WRITTEN EXERCISE 1
Return the records word for word, starting with the line that contains "point: one pixel per instance, each like <point>55,282</point>." and going on through the end of the records, both ends included, and leave the pictures out.

## Begin TEXT EXTRACT

Friday, July 29, 2011

Joe Henry returns with fresh material in fall

The last time I caught Henry live was a couple years ago at Largo (one of his regular LA haunts) and he was captivating. I'm sure this record will be as well...

Revered musician and producer Joe Henry is set to release a captivating new album entitled Reverie, Oct. 11 via Anti- Records. Henry is an acclaimed solo artist with 12 critically heralded albums to his credit, including 2009’s masterful Blood From Stars

He is also a multi-Grammy winning producer with credits that include Solomon Burke's 2002 album Don't Give Up On Me, which won a Grammy for Best Contemporary Blues Album as well as works by esteemed artists such as Bettye LaVette, Mose Allison, Aimee Mann and Ani DiFranco, and an additional Grammy for Best Traditional Folk Album with the 2010 album by the Carolina Chocolate Drops.

Reverie is an all-acoustic production, though also a raw and raucous affair. As Henry explains, “I knew it should be stripped and lean but not demur, sonically speaking; in black and white, but not without red blood in its veins.”

## End TEXT EXTRACT
## Begin GIVEN DATA

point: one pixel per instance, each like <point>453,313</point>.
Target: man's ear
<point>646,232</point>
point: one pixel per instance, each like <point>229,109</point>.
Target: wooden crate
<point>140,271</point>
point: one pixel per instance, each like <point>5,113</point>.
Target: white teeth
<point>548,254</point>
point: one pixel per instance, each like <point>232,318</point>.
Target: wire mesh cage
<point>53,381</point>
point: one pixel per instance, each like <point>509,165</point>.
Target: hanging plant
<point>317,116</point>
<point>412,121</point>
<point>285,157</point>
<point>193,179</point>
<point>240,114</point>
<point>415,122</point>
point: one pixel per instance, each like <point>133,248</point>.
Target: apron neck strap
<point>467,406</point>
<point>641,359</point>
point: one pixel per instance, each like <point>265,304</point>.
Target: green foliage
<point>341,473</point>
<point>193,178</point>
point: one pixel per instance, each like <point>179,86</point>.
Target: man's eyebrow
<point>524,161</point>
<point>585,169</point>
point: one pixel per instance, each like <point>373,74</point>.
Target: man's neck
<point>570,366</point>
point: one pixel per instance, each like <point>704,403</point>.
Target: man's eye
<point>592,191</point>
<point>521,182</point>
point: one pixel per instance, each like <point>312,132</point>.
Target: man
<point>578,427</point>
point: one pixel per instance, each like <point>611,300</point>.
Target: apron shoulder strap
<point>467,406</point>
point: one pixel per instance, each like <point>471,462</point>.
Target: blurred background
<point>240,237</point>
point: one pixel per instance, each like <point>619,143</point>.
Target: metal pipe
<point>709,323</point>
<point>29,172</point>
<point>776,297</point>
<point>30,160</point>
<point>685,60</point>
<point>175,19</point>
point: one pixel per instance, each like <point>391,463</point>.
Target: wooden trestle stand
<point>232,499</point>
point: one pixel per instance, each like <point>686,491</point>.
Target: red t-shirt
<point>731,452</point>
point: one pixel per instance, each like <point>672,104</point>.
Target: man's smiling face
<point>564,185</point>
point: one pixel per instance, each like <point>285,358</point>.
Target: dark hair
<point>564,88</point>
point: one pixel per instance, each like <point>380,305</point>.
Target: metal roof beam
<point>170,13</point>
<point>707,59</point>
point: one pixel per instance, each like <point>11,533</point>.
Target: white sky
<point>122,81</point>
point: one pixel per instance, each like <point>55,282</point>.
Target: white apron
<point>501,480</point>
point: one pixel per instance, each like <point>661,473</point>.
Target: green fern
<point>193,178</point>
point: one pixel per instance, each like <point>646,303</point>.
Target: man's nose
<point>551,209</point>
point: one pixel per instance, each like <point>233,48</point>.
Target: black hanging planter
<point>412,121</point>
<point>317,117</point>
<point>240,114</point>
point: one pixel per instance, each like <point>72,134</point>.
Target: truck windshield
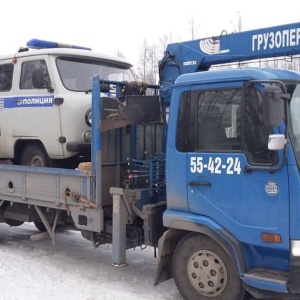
<point>77,74</point>
<point>294,90</point>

## End GIVEN DATA

WRITTEN EXERCISE 2
Retype the passage of the Joe Henry post starting with "Friday, July 29, 2011" and going on through "Carolina Chocolate Drops.", keeping every word and mark unchanged.

FULL SOLUTION 1
point: one pixel per instance, each like <point>55,282</point>.
Target: white apron
<point>501,480</point>
point: one pixel per instance, each like <point>661,473</point>.
Target: green fern
<point>193,178</point>
point: one pixel per instance, each like <point>646,303</point>.
Target: man's nose
<point>551,209</point>
point: one pixel per instance, each like <point>233,48</point>.
Target: black hanging planter
<point>412,121</point>
<point>317,117</point>
<point>240,114</point>
point: one pixel per instance, each like <point>72,134</point>.
Target: truck windshield
<point>77,74</point>
<point>294,90</point>

FULL SOLUTION 2
Friday, July 29, 2011

Joe Henry returns with fresh material in fall

The last time I caught Henry live was a couple years ago at Largo (one of his regular LA haunts) and he was captivating. I'm sure this record will be as well...

Revered musician and producer Joe Henry is set to release a captivating new album entitled Reverie, Oct. 11 via Anti- Records. Henry is an acclaimed solo artist with 12 critically heralded albums to his credit, including 2009’s masterful Blood From Stars

He is also a multi-Grammy winning producer with credits that include Solomon Burke's 2002 album Don't Give Up On Me, which won a Grammy for Best Contemporary Blues Album as well as works by esteemed artists such as Bettye LaVette, Mose Allison, Aimee Mann and Ani DiFranco, and an additional Grammy for Best Traditional Folk Album with the 2010 album by the Carolina Chocolate Drops.